───── PROVIDED DATA ─────

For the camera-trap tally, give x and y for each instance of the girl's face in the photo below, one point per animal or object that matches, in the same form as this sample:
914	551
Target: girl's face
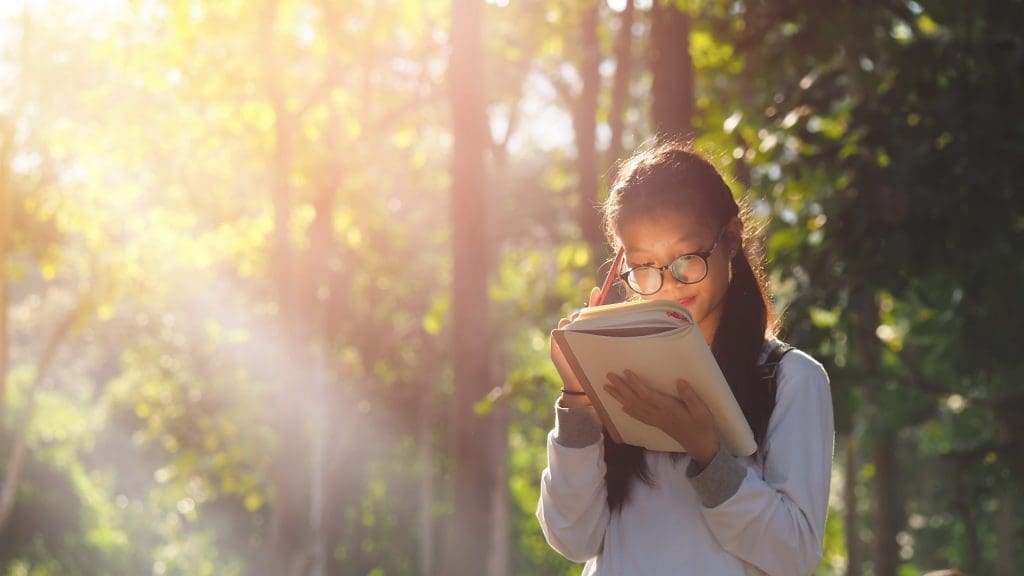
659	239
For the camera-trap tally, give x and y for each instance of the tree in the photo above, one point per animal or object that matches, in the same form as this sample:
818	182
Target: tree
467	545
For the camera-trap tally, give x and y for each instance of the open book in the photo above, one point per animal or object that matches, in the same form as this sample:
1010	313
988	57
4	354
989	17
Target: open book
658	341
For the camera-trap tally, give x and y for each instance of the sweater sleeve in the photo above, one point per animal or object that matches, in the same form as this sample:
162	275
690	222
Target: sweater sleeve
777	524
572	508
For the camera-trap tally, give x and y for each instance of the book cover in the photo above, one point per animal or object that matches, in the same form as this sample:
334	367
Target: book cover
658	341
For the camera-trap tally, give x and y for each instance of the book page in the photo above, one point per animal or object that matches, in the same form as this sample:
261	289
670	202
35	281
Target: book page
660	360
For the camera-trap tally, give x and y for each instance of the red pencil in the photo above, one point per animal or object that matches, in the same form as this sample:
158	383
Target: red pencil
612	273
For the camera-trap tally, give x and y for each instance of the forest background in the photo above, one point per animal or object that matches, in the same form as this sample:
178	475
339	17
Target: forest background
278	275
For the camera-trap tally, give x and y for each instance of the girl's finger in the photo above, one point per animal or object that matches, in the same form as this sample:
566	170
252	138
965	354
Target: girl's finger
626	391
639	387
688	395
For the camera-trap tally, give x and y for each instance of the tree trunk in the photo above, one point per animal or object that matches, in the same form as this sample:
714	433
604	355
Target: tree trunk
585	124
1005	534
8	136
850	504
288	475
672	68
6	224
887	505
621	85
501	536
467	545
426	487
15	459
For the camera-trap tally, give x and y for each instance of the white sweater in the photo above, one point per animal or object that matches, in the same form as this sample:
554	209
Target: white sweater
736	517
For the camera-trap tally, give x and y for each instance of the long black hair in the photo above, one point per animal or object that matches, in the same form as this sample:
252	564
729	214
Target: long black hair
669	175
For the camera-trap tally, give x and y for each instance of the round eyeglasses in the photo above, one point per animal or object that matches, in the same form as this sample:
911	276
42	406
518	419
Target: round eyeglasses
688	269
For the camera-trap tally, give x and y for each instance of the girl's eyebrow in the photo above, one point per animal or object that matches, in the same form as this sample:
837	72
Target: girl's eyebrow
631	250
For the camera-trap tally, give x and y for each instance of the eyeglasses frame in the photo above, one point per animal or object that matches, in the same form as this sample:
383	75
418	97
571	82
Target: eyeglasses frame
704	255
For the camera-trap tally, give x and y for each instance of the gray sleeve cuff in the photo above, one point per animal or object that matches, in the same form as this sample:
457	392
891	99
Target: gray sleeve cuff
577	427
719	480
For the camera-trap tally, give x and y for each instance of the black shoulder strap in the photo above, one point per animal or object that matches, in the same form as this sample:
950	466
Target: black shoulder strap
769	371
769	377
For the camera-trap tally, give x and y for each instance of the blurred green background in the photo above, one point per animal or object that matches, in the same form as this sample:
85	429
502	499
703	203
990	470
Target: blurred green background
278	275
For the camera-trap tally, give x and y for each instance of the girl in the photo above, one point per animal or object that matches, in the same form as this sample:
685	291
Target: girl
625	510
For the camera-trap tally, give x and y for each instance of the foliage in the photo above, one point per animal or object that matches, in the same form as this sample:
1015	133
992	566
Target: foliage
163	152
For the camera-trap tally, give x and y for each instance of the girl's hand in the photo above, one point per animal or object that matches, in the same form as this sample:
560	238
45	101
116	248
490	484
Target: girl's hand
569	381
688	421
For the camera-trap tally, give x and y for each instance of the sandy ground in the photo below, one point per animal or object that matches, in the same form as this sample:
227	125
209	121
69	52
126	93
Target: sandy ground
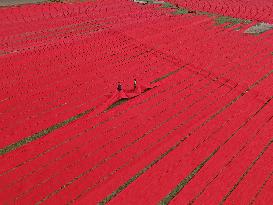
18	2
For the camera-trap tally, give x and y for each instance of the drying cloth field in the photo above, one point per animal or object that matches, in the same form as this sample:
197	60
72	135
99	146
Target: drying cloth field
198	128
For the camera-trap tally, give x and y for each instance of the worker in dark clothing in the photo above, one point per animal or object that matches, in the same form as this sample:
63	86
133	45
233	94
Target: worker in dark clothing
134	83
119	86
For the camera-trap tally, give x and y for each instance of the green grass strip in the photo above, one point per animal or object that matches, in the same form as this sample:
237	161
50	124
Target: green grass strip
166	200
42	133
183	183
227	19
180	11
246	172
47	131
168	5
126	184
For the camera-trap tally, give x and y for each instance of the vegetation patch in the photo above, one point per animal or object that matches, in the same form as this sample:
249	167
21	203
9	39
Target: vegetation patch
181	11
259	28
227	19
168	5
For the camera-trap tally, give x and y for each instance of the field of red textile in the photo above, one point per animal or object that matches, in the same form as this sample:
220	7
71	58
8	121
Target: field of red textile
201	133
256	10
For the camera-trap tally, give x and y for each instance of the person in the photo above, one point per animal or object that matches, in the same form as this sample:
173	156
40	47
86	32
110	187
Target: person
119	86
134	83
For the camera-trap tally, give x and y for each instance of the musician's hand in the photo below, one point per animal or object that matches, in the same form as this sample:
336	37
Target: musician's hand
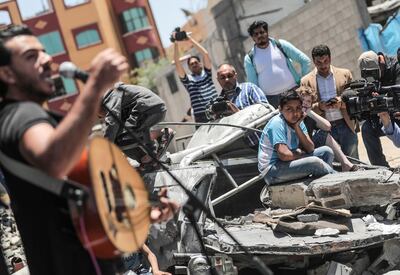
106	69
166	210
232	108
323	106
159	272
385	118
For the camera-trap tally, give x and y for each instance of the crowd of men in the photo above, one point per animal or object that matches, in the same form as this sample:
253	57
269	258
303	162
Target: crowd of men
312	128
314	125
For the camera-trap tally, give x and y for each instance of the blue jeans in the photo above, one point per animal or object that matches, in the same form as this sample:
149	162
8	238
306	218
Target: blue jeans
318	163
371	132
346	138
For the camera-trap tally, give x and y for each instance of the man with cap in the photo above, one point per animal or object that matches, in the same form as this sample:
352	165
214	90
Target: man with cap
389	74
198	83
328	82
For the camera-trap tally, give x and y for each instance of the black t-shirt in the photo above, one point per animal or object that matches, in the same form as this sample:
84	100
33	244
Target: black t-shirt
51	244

─────

AIM: Please copy out, without any change, the stretch of the records from the line containing "of the blue" through the end of the records.

THE RESPONSE:
For the camera-trap tally, give x and y for each instance of the blue jeans in the photo above, one point per animal or object that matches, in the same form as this sample:
149	162
8	238
306	218
Target: blue jeans
318	163
371	132
346	138
For the camera-trap tally, give x and y for each instance of the man with cap in the photo above, one point per animal or object that matches, in the same form as this sample:
352	165
214	90
Target: man with cap
389	74
198	83
328	82
For the camera-trap tally, give x and y for each instance of the black t-shirt in the photo above, one point per animal or object that matches, in the same form as this sample:
84	100
33	244
Target: black t-shirt
51	244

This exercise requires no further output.